WORK TO DO: Return everything from the start of the entries down to the line containing "pixel 62 222", both ends included, reproducing each line verbatim.

## START

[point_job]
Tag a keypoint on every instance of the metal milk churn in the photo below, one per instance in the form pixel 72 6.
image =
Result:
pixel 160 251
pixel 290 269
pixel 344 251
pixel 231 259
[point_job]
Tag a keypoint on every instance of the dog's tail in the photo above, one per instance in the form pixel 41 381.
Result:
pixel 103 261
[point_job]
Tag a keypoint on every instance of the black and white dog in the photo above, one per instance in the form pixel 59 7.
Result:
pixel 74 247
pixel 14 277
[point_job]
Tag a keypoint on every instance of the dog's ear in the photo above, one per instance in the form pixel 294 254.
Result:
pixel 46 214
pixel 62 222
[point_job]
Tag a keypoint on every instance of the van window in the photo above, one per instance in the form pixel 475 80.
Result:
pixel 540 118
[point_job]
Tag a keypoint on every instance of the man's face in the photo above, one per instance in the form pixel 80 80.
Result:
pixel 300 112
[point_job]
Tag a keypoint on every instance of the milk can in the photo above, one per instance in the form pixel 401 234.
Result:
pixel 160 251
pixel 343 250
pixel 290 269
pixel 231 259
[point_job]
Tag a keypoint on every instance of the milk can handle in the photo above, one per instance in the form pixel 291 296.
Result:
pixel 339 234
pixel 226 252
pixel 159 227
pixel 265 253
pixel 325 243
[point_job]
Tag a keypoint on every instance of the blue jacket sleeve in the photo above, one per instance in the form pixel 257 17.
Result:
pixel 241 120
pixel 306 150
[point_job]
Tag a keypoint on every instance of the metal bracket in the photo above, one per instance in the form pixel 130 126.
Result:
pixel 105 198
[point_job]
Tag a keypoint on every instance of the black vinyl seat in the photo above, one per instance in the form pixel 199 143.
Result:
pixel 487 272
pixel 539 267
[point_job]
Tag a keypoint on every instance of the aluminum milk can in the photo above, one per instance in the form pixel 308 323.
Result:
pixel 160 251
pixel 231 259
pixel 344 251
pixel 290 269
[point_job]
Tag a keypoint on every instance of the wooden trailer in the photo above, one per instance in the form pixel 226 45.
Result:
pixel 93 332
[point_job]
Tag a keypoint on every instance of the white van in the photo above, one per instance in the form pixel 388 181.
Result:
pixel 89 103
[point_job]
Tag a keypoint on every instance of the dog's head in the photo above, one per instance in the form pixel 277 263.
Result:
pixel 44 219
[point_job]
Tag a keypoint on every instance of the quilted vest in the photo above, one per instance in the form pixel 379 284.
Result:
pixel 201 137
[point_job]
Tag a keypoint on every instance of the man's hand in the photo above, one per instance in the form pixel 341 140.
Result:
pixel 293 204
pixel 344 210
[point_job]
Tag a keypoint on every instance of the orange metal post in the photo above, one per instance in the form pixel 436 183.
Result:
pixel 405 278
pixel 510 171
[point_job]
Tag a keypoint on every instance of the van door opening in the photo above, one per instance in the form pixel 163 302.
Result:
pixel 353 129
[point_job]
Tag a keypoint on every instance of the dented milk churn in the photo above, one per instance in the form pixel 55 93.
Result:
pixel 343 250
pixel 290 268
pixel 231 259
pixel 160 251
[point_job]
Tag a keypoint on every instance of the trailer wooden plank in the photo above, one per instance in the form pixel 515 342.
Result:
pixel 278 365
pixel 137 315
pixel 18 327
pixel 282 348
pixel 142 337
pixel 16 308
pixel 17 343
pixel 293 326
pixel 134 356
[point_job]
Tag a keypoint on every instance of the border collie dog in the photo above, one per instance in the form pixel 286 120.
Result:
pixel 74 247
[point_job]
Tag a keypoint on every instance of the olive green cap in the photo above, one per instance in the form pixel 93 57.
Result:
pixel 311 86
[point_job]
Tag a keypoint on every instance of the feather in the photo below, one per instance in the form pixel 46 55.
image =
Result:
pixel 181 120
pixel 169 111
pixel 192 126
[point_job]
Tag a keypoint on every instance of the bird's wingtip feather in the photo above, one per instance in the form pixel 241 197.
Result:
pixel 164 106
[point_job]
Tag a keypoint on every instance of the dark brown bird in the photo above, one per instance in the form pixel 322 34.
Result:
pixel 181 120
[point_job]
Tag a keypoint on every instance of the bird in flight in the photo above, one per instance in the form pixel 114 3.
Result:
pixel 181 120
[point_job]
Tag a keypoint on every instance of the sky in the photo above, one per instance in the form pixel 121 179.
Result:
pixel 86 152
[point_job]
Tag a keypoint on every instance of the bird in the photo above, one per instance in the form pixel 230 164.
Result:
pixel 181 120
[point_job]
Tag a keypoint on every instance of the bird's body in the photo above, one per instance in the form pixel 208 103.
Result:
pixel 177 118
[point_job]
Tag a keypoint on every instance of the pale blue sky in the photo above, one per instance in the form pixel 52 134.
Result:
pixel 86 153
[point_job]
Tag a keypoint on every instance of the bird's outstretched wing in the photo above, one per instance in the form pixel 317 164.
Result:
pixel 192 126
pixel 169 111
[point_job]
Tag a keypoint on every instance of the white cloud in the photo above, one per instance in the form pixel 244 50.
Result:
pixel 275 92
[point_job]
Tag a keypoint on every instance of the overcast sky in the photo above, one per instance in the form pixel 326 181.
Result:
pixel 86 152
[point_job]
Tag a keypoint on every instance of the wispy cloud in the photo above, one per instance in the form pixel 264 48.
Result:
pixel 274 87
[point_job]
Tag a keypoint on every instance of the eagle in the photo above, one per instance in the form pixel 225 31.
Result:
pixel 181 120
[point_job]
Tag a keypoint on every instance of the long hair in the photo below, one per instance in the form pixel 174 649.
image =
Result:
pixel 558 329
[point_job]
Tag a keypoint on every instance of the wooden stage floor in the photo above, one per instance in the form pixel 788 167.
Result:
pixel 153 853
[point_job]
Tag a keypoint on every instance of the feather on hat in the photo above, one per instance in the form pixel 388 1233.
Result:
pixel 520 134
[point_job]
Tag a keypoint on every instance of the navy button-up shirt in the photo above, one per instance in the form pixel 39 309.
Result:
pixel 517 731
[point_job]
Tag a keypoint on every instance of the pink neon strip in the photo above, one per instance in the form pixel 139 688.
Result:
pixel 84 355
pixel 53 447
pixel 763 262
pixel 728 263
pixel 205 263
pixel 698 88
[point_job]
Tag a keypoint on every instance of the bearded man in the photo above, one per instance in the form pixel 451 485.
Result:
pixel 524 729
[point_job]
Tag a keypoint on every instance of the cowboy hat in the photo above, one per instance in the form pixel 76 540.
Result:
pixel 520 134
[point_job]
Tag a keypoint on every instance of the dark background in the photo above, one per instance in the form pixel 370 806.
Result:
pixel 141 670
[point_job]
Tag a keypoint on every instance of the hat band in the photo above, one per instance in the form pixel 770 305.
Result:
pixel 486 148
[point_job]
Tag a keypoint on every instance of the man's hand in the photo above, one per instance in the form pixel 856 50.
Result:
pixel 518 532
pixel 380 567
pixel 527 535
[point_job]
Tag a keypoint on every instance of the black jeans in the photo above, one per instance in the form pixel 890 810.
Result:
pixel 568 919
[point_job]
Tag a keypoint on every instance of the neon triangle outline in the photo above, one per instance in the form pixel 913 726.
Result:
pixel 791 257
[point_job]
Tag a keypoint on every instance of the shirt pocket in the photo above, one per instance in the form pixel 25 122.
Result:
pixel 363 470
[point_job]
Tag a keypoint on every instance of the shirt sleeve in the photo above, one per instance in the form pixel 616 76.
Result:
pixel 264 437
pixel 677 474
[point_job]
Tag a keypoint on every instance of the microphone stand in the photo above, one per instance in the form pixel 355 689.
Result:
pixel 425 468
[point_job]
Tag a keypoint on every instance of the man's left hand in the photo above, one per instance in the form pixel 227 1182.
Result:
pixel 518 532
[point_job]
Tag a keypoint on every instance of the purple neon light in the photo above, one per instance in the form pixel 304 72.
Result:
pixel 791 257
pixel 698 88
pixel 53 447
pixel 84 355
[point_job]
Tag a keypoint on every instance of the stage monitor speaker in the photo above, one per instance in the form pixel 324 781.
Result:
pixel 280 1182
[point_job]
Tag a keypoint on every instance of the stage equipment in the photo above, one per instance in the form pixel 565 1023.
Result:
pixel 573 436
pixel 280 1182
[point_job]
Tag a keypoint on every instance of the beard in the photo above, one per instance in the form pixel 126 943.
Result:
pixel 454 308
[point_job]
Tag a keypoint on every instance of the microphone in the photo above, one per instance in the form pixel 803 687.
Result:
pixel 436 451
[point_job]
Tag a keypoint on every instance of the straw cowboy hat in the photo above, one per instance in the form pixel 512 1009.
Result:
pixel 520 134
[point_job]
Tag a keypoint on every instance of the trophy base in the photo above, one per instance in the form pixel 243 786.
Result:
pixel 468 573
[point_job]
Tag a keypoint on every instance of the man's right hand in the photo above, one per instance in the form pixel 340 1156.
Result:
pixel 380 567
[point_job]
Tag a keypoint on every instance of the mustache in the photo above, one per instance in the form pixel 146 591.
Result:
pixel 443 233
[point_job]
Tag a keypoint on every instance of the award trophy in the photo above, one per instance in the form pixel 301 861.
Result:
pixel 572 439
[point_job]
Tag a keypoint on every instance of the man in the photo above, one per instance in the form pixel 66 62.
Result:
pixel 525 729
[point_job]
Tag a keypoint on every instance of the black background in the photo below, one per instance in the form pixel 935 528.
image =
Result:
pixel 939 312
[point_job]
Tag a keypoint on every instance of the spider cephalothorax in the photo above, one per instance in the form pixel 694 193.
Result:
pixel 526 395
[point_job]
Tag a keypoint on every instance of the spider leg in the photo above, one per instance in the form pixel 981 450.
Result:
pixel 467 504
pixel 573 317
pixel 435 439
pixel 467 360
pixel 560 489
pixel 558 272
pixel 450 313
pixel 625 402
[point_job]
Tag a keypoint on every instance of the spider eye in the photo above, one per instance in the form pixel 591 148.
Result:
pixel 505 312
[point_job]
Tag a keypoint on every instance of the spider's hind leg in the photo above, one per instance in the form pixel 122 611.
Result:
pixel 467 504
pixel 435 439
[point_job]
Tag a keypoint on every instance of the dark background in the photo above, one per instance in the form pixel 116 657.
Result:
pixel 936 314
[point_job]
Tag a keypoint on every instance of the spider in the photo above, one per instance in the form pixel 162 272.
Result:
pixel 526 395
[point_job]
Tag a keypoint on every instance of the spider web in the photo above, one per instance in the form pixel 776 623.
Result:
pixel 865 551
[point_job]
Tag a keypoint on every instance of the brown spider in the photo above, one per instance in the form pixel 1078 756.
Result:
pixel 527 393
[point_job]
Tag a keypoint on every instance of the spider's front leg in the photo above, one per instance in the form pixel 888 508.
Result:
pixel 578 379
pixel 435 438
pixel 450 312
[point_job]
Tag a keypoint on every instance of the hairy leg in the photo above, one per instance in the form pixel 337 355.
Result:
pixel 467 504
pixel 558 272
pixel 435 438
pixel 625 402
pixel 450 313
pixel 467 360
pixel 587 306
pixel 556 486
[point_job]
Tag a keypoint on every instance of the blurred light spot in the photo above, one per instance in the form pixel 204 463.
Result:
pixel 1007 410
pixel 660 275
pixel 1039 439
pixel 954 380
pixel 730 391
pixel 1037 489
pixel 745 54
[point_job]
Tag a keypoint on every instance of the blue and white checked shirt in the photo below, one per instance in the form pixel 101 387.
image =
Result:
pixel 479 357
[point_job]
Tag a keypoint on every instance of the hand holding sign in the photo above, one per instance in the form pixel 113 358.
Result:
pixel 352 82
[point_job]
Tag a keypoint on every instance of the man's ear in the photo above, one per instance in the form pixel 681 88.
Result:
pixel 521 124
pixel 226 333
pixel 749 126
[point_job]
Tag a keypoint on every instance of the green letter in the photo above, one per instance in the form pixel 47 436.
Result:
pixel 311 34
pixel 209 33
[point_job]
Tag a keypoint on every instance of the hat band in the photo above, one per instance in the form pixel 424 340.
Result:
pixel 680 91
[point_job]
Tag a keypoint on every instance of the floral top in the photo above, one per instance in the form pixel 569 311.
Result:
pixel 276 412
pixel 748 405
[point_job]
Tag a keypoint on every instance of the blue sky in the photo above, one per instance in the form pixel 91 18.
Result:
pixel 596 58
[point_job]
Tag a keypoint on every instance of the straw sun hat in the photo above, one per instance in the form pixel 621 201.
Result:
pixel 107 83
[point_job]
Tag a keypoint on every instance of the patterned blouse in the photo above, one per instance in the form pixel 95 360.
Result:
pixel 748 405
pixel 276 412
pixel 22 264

## END

WRITTEN SOLUTION:
[point_job]
Tag a keypoint on every instance of the metal milk churn in the photo below, one per instance in the form pixel 72 6.
image =
Result:
pixel 160 251
pixel 290 269
pixel 344 251
pixel 231 259
[point_job]
Tag a keypoint on every instance of the dog's tail in the photo above, one per instance in the form pixel 41 381.
Result:
pixel 103 261
[point_job]
Tag a keypoint on every instance of the black and white dog in the photo above, one per instance in the form pixel 59 7.
Result:
pixel 74 247
pixel 14 277
[point_job]
Tag a keypoint on every instance of the dog's ear in the photo above, one per instance in the form pixel 294 254.
Result:
pixel 46 214
pixel 62 222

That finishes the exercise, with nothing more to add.